> _Supplied text_

— Start —

Merge "Re-propose nova-audit spec for Victoria"
This commit is contained in:
commit
1fcaf9c44f
|
@ -0,0 +1,306 @@
|
|||
..
|
||||
This work is licensed under a Creative Commons Attribution 3.0 Unported
|
||||
License.
|
||||
|
||||
http://creativecommons.org/licenses/by/3.0/legalcode
|
||||
|
||||
=================================================
|
||||
Add a nova-audit service for periodic maintenance
|
||||
=================================================
|
||||
|
||||
https://blueprints.launchpad.net/nova/+spec/nova-audit
|
||||
|
||||
Nova is a distributed system, which means that things fail in strange
|
||||
ways and data stored across multiple systems gets out of sync with the
|
||||
actual state of reality. Hosts and instances come and go, along with
|
||||
network connectivity, the message bus and database. Recently we have
|
||||
gained a number of "heal $thing" routines that operators can run
|
||||
either periodically or on demand to synchronize the states of various
|
||||
services and data stores to resolve or prevent problems. The number of
|
||||
these tasks is already overwhelming for the average operator, and
|
||||
tracking new tasks each cycle is not realistic [1]_.

— End —

> _Exercise set_
- a) Restate the paragraph of the nova-audit spec that begins "Nova is a distributed system" as a short bulleted list that keeps its main facts.
- b) Under what license does the nova-audit spec say the work is released?
- c) Resume the nova-audit spec from the point where the supplied text ends.
None of this depends on the listing.

> _Data_

— Start —

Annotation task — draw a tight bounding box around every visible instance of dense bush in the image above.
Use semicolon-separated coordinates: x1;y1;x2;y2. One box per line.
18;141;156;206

— End —

> _Responses for each task_
- a)
- Nova is a distributed system, so failures happen in strange ways and data spread across systems drifts out of sync with reality.
- Hosts, instances, network connectivity, the message bus and the database all come and go.
- Nova has recently gained several "heal $thing" routines that operators can run periodically or on demand to sync services and data stores and to resolve or prevent problems.
- There are already too many of these tasks for the average operator, and keeping track of new ones each cycle is not realistic.

- b) The Creative Commons Attribution 3.0 Unported License.

- c)
|
||||
|
||||
Problem description
|
||||
===================
|
||||
|
||||
As described above, we have an increasing number of maintenance tasks
|
||||
that need to be run in various scenarios. In most cases, these tasks
|
||||
are idempotent and safe to run even when nothing is wrong. Operators
|
||||
need a single mechanism for performing these maintenance tasks and
|
||||
healing activities that can be run periodically in the background with
|
||||
minimal impact to runtime performance, other than to hopefully fix
|
||||
problems related to inconsistencies before they become acute enough to
|
||||
get an human involved.
|
||||
|
||||
Use Cases
|
||||
---------
|
||||
|
||||
As an operator, I would like Nova to heal itself whenever possible to
|
||||
minimize the number of support incidents requiring human intervention.
|
||||
|
||||
As a user, I would like Nova to heal itself whenever possible to avoid
|
||||
having to involve support for transient issues, which may be
|
||||
impossible or expensive, especially during off-hour periods.
|
||||
|
||||
Proposed change
|
||||
===============
|
||||
|
||||
We already have a number of these maintenance activities codified in
|
||||
one-shot commands [2]_ that can be run on-demand once a problem has been
|
||||
identified. Since most of them are not harmful or overly expensive, we
|
||||
should be able to run those things periodically to attempt to fix
|
||||
problems automatically before the operator gets involved.
|
||||
|
||||
This spec proposes a new binary called ``nova-audit`` to encapsulate
|
||||
these tasks. Ideally it should be usable in multiple ways:
|
||||
|
||||
- As a singleton daemon that periodically runs tasks at various
|
||||
intervals according to their potential impact on the system and
|
||||
need.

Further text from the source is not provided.